→ **Текст для анализа**
——

~6 мин чтения

Было же около шестого часа дня, и сделалась тьма по всей земле до часа девятого: и померкло солнце, и завеса в храме раздралась по средине. Иисус, возгласив громким голосом, сказал: Отче! в руки Твои предаю дух Мой. И, сие сказав, испустил дух.

Тогда некто, именем Иосиф, член совета, человек добрый и правдивый, не участвовавший в совете и в деле их; из Аримафеи, города Иудейского, ожидавший также Царствия Божия, пришел к Пилату и просил тела Иисусова; и, сняв его, обвил плащаницею и положил его в гробе, высеченном в скале, где еще никто не был положен.

В первый же день недели, очень рано, неся приготовленные ароматы, пришли они ко гробу, и вместе с ними некоторые другие; но нашли камень отваленным от гроба. И, войдя, не нашли тела Господа Иисуса. Когда же недоумевали они о сем, вдруг предстали перед ними два мужа в одеждах блистающих. И когда они были в страхе и наклонили лица свои к земле, сказали им: что вы ищете живого между мертвыми? Его нет здесь: Он воскрес.

Лк 23, 44-46.50.52-53; 24, 1-6a

Вот евангельская сцена, на которую мы упорно и пристально лишь слегка приоткрываем глаза. Утро Воскресения, женщины идут к гробу с благовониями — образ, который иконография представила нам в виде тысячи живописных полотен: склоненные фигуры, корзинки с миром, лица, скованные скорбью. Мы автоматически предполагаем, что они идут плакать. Это кажется единственно логичным поступком. Но когда они прибывают на место, ангел задает им вопрос, который звучит как мягкий упрек: «Что вы ищете живого между мертвыми?».

Вопрос можно прочитать как тонкую цензуру их горя.

В этом евангельском повествовании нет драматического описания отчаяния. Есть лишь факты: женщины приходят, камень отвален, тела нет. И тогда ангелы — те, кто всегда в Писании приносит неожиданное — предлагают интеллектуальный скачок: живого нельзя искать среди мертвых. Логика безупречна, но она требует мгновенной перестройки внутреннего театра.

——

→ **Данные ниже**
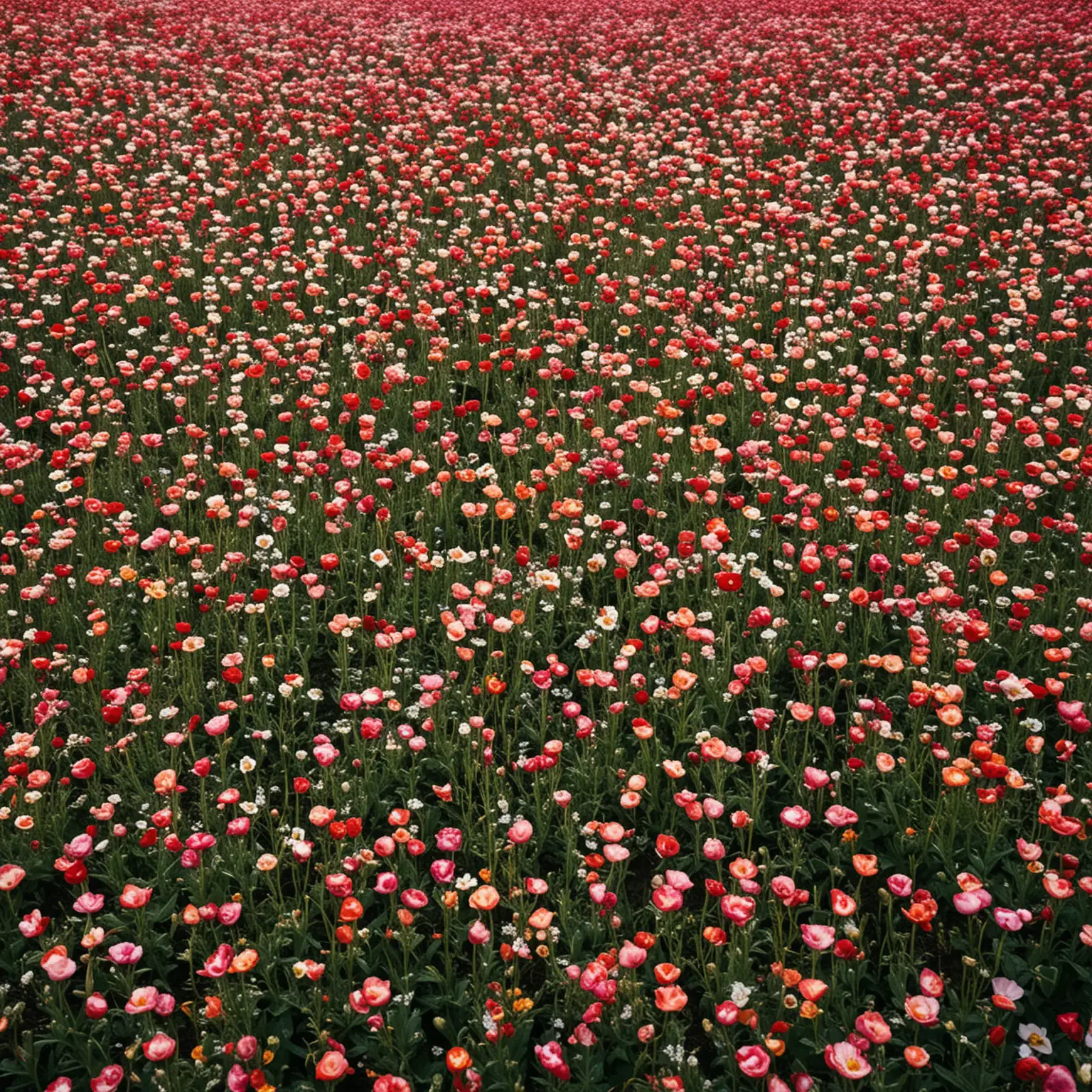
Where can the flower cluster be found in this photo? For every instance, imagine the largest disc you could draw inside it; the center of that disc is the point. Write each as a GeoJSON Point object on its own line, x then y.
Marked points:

——

→ **Обязательные задания**
1 - Перечислите образы, в которых, согласно тексту об утре Воскресения, иконография представила женщин, идущих к гробу.
2 - Продолжите текст об утре Воскресения после его последнего предложения.
Данные здесь не используются.

→ **Ответы**
1 - Склоненные фигуры; корзинки с миром; лица, скованные скорбью.

2 -
Современная культура, особенно если верить психологам и советчикам в интернете, готова дать этим женщинам полное право на плач. Горе нужно пережить, его нужно прожить, нужно пройти все его стадии — отрицание, гнев, торг, депрессию, принятие. Это правда, но это правда для мира мертвых. Евангелие не отрицает эту правду, оно просто говорит: ваш усопший здесь не лежит. Идите туда, где жизнь.

Заметим: плач в евангельском повествовании не запретили силой. Его отменили фактом. Нет тела — нечему предаваться скорби в той форме, в какой ее ожидали. Это похоже на то, как если бы врач вошел в траурный зал и сказал: «Пациент выздоровел и ушел». Плач становится анахронизмом.

Но есть более глубокий слой. За несколько часов до этого Иисус произносит последние слова, вися на кресте: «Отче! в руки Твои предаю дух Мой» (Лк 23, 46). Это не крик отчаяния, это акт передачи. Ученики не видели в этом победы — они видели поражение, катастрофу, конец. Смерть казалась финальным словом. Но Христос говорит слово, которое звучит как полное отпускание: уже не «для чего Ты Меня оставил?», а акт доверия; доверие, переданное в объятия смерти так, как отец кладет спящее дитя в колыбель.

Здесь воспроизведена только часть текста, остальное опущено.